Image point annotation entries:
▽

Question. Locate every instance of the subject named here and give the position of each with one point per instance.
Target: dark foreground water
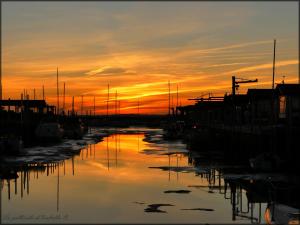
(113, 182)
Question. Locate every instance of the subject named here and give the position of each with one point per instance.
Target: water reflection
(127, 179)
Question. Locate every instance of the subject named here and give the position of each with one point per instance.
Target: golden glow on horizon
(138, 56)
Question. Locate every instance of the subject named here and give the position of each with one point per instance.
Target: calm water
(111, 182)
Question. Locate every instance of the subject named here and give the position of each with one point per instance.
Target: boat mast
(81, 108)
(64, 98)
(116, 103)
(43, 93)
(107, 100)
(94, 106)
(274, 53)
(57, 92)
(169, 98)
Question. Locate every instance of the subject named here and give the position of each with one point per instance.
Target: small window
(282, 106)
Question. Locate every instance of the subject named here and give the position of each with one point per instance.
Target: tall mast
(81, 108)
(274, 53)
(43, 93)
(169, 98)
(94, 106)
(177, 97)
(64, 99)
(107, 100)
(116, 102)
(57, 91)
(138, 106)
(73, 106)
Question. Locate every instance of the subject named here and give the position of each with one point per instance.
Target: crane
(236, 81)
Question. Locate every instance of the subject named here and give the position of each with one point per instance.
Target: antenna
(138, 106)
(81, 109)
(116, 102)
(64, 99)
(57, 91)
(94, 106)
(107, 100)
(177, 97)
(43, 93)
(169, 98)
(0, 83)
(274, 53)
(73, 106)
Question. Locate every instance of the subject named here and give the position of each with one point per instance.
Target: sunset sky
(137, 47)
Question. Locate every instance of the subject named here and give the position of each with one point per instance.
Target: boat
(281, 214)
(10, 145)
(73, 128)
(49, 132)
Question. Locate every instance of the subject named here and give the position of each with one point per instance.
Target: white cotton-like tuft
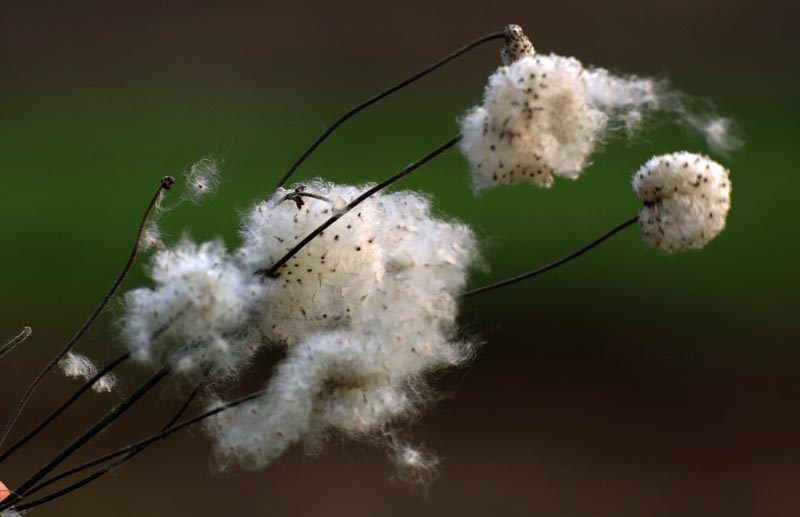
(202, 301)
(151, 237)
(537, 120)
(544, 116)
(720, 133)
(325, 286)
(686, 200)
(364, 327)
(415, 465)
(77, 366)
(332, 378)
(202, 179)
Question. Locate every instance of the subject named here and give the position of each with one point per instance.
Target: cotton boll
(543, 116)
(77, 366)
(686, 200)
(202, 298)
(326, 284)
(537, 120)
(359, 371)
(333, 377)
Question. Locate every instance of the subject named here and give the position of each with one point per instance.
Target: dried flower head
(544, 115)
(517, 45)
(203, 298)
(387, 276)
(686, 200)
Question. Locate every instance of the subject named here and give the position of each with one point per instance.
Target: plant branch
(575, 254)
(111, 467)
(83, 389)
(357, 201)
(341, 120)
(83, 439)
(12, 344)
(167, 182)
(146, 442)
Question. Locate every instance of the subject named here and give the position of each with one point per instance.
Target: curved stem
(83, 389)
(12, 344)
(144, 443)
(357, 201)
(113, 466)
(167, 182)
(83, 439)
(552, 265)
(341, 120)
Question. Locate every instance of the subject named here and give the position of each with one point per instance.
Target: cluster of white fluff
(77, 366)
(202, 302)
(544, 115)
(366, 311)
(686, 200)
(324, 286)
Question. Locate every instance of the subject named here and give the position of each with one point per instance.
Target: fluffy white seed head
(77, 366)
(331, 379)
(543, 116)
(390, 306)
(202, 299)
(537, 120)
(686, 200)
(324, 286)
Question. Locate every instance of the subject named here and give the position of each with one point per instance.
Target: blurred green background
(627, 383)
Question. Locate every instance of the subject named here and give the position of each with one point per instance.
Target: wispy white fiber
(543, 116)
(415, 465)
(202, 179)
(202, 299)
(77, 366)
(374, 315)
(686, 200)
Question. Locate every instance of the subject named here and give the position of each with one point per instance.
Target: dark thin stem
(144, 443)
(83, 389)
(113, 466)
(341, 120)
(552, 265)
(167, 182)
(83, 439)
(357, 201)
(12, 344)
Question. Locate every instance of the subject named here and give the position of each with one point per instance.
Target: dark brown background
(630, 384)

△

Transcribe the records word for word and include no pictures.

Question. Locate every instance of the subject named here and give the position of each with one point per instance.
Target: dark foreground water
(113, 182)
Question. Locate every instance of the subject named here and give the position of each with one point per instance.
Target: water reflection
(127, 179)
Question. Locate every instance of the subject named here and give the position of each with one point per instance.
Target: golden glow on horizon
(138, 56)
Question. Locate every instance of the subject named here and give the position of each with one point per instance.
Target: calm water
(111, 182)
Question. Locate every instance of the subject named here and give the position of each with one point per instance.
Target: boat mast
(81, 108)
(64, 98)
(116, 103)
(43, 93)
(107, 100)
(94, 106)
(274, 53)
(57, 92)
(169, 98)
Question. Locate every instance of the subject named here and give the position of each with one point per instance.
Target: small window
(282, 106)
Question. Locate every instance of the subject named here and give the position of each with one point per instance.
Target: tall mast
(81, 108)
(274, 53)
(43, 93)
(169, 98)
(94, 106)
(177, 97)
(64, 99)
(107, 100)
(116, 102)
(57, 91)
(138, 106)
(73, 106)
Question. Locate every instance of the subject named here and give the position of each with one point per instance.
Target: crane
(236, 81)
Question. Locate every instance of the subject named here and give the position of each with one point per instance.
Target: antenna
(138, 106)
(81, 109)
(116, 102)
(64, 99)
(57, 91)
(94, 106)
(107, 100)
(177, 97)
(43, 93)
(169, 98)
(0, 83)
(274, 53)
(73, 106)
Question. Locate every instance of the subject named here and give the position of each with one point per instance.
Target: sunset sky
(137, 47)
Question. Locate every instance of the subject named here and give the position of each with one point per instance.
Target: boat
(281, 214)
(10, 145)
(73, 128)
(49, 132)
Question. Locate every instance of the subject named here and give the position of each with one point per instance.
Target: white cotton-like tuft
(202, 301)
(151, 237)
(537, 120)
(544, 116)
(720, 133)
(325, 286)
(686, 200)
(364, 327)
(415, 465)
(77, 366)
(332, 378)
(202, 179)
Question. Locate every instance of the subject named here and give the position of each with one point per instance.
Target: cotton boll
(543, 116)
(77, 366)
(686, 200)
(202, 298)
(326, 284)
(537, 120)
(359, 371)
(333, 377)
Question. Locate every instance of the subject named here and give the position of each with one point per instance.
Target: dried flower head
(544, 115)
(517, 45)
(203, 298)
(387, 276)
(686, 200)
Question. Locate every instance of the subject named here and give the position of each with one point per instance.
Target: plant branch
(575, 254)
(111, 467)
(83, 389)
(357, 201)
(341, 120)
(83, 439)
(12, 344)
(167, 182)
(146, 442)
Question. Locate every instance of the subject named here and give the position of each with one point per instance.
Target: curved stem
(83, 389)
(12, 344)
(144, 443)
(357, 201)
(113, 466)
(167, 182)
(83, 439)
(552, 265)
(341, 120)
Question. Locate every instance of the subject named here and give the position of each with one point per instance.
Target: cluster of white fluff
(77, 366)
(202, 302)
(544, 115)
(366, 311)
(686, 200)
(324, 286)
Question. Locate every instance of the subject named here and give the position of each with one point per instance.
Target: fluffy white seed head
(77, 366)
(331, 379)
(543, 116)
(390, 306)
(202, 299)
(537, 120)
(686, 200)
(324, 286)
Question. Locate every instance of the subject named here and give the position of each with one point per instance.
Target: blurred green background
(627, 383)
Question. Locate every instance of the subject named here and give the position of each with one point per instance.
Target: wispy white fiber
(543, 116)
(415, 465)
(202, 179)
(202, 299)
(77, 366)
(374, 315)
(686, 200)
Question. Locate every instance of the subject named here and give the position of each with one point per instance.
Target: dark thin stem
(144, 443)
(83, 389)
(113, 466)
(341, 120)
(552, 265)
(167, 182)
(83, 439)
(357, 201)
(12, 344)
Question. Locate every instance of the subject named here and give the position of each with one point per instance.
Target: dark brown background
(630, 384)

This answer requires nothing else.